# Page excerpt start

On the Quality Benefits of Formal Domain Specific Languages

This entry is part of the series:
Software Quality driven by Formal DSLs

One of the assets of mgm is dedicated quality for software, including especially portal technology for applications with high-safety and reliance demands. In the first blog within this series, “Using Domain Specific Languages to Implement Interactive Frontends“, we described an approach using a specification language (DSL) family on customer level to specify valid inputs and frontend compu­tations for forms-based interactive or batch systems. Let us continue and focus on the quality benefits of this approach.

The presented specification language family supports modeling of frontends, such as form-based user interfaces, or field-related batch programs that e.g. process XML input.

In a nutshell, the approach is characterized by formal specifications for well-defined and valid field inputs, computation of values for calculated fields and of relationships between these fields. For an example see the summary at the end of part “Using Domain Specific Languages to Implement Interactive Frontends“.

# Page excerpt end

### Your tasks
a – Copy the part of the article on formal DSLs that opens with the words containing "This entry is" and closes with "process XML input.", and switch "specification language" to "modeling language" throughout it.
b – Proceed with the article on the quality benefits of formal DSLs, picking up after its final sentence.

# Data entries start

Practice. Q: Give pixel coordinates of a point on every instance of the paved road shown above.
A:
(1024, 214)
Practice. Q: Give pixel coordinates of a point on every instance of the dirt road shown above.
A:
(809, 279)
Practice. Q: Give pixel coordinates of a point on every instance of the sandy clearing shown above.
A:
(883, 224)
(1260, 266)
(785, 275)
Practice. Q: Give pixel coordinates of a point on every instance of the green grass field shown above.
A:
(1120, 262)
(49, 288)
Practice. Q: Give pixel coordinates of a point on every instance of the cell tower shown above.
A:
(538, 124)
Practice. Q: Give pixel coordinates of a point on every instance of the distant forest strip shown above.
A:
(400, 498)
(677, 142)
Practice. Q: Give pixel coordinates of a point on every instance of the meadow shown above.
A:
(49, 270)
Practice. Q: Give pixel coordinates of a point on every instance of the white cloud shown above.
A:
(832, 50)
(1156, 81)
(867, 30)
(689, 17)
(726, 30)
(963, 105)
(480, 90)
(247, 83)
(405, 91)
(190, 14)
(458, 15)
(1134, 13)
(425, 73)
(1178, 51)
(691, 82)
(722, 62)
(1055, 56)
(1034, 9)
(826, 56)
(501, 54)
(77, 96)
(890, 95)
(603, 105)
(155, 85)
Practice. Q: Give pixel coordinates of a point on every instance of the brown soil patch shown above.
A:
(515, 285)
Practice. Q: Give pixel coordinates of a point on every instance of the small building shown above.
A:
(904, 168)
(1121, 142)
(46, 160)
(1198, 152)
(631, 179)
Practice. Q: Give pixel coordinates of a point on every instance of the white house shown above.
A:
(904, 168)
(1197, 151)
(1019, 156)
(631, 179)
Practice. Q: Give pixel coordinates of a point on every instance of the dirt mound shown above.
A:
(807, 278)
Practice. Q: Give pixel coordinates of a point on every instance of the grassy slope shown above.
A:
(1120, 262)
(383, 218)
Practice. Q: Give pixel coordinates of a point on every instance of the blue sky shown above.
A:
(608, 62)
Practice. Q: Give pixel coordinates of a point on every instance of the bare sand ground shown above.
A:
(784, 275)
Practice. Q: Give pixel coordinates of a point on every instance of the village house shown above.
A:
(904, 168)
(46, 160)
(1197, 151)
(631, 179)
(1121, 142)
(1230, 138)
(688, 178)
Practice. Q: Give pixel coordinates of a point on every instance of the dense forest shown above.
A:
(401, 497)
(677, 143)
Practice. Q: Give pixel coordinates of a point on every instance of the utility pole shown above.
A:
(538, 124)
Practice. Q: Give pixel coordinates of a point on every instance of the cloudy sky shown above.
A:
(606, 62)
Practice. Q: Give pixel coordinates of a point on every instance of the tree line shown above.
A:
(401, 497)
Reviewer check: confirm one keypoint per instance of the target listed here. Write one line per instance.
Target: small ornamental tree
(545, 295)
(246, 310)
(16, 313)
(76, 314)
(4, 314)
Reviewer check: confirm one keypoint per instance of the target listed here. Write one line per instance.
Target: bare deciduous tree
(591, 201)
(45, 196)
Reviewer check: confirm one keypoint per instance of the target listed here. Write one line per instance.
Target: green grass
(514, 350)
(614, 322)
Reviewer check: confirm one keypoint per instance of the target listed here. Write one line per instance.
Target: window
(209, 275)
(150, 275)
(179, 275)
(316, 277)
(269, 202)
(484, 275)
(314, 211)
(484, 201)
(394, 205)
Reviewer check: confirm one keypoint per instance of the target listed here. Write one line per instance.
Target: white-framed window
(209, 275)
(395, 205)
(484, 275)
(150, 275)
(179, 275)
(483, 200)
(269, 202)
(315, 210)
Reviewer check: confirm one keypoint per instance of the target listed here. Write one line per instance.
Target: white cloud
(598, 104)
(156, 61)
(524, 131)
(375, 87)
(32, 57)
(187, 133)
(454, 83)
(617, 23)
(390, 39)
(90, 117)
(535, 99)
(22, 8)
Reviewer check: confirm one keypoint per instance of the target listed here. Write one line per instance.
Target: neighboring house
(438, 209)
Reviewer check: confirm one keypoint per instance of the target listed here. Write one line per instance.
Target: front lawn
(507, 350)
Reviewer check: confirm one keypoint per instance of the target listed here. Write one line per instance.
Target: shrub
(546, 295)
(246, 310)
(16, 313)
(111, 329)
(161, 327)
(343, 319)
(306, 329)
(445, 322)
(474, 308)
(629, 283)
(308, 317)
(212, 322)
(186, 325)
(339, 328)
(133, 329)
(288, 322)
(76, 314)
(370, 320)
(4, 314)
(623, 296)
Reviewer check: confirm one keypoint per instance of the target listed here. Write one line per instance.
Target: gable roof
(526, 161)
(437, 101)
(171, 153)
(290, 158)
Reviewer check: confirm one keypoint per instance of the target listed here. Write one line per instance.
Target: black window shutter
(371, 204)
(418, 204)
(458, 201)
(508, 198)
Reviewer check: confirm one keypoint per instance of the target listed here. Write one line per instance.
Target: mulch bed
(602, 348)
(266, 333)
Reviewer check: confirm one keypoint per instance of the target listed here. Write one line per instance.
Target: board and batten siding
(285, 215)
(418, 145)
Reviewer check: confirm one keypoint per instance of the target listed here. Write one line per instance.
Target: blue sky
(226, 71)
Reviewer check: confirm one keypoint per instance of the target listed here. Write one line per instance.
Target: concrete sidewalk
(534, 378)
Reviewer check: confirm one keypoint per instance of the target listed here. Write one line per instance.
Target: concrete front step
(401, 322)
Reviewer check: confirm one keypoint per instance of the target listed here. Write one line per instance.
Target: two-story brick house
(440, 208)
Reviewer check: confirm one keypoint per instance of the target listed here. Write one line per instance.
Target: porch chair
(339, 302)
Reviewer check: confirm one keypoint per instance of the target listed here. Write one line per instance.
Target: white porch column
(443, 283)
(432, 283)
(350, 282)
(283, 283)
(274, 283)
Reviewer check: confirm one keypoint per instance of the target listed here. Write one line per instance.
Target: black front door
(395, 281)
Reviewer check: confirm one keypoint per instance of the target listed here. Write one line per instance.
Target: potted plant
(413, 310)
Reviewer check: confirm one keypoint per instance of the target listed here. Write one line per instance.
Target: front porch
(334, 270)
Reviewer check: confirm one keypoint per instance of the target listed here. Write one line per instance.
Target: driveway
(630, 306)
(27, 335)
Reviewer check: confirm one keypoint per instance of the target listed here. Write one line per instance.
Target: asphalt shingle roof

# Data entries end

### Responses
a –
This entry is part of the series:
Software Quality driven by Formal DSLs

One of the assets of mgm is dedicated quality for software, including especially portal technology for applications with high-safety and reliance demands. In the first blog within this series, “Using Domain Specific Languages to Implement Interactive Frontends“, we described an approach using a modeling language (DSL) family on customer level to specify valid inputs and frontend compu­tations for forms-based interactive or batch systems. Let us continue and focus on the quality benefits of this approach.

The presented modeling language family supports modeling of frontends, such as form-based user interfaces, or field-related batch programs that e.g. process XML input.

b –
The specification means are as follows:

  • All fields are typed as numbers, currencies, percentage types, plain text, or enumerations, etc. For some of these types, additional constraints can be expressed, such as minimum and maximum values, field lengths or regular expression restrictions.
  • Calculated fields have functional dependencies describing value dependencies on values of other fields by means of functional rules.
  • Constraint rules describe cross-field relationships between fields. Error messages describing the non-compliance of inputs to these rules are part of the specification.

Both, constraint rules and functional rules, aside from referring to values for fields, allow the expression of different behavior dependent on existent or missing values for input fields.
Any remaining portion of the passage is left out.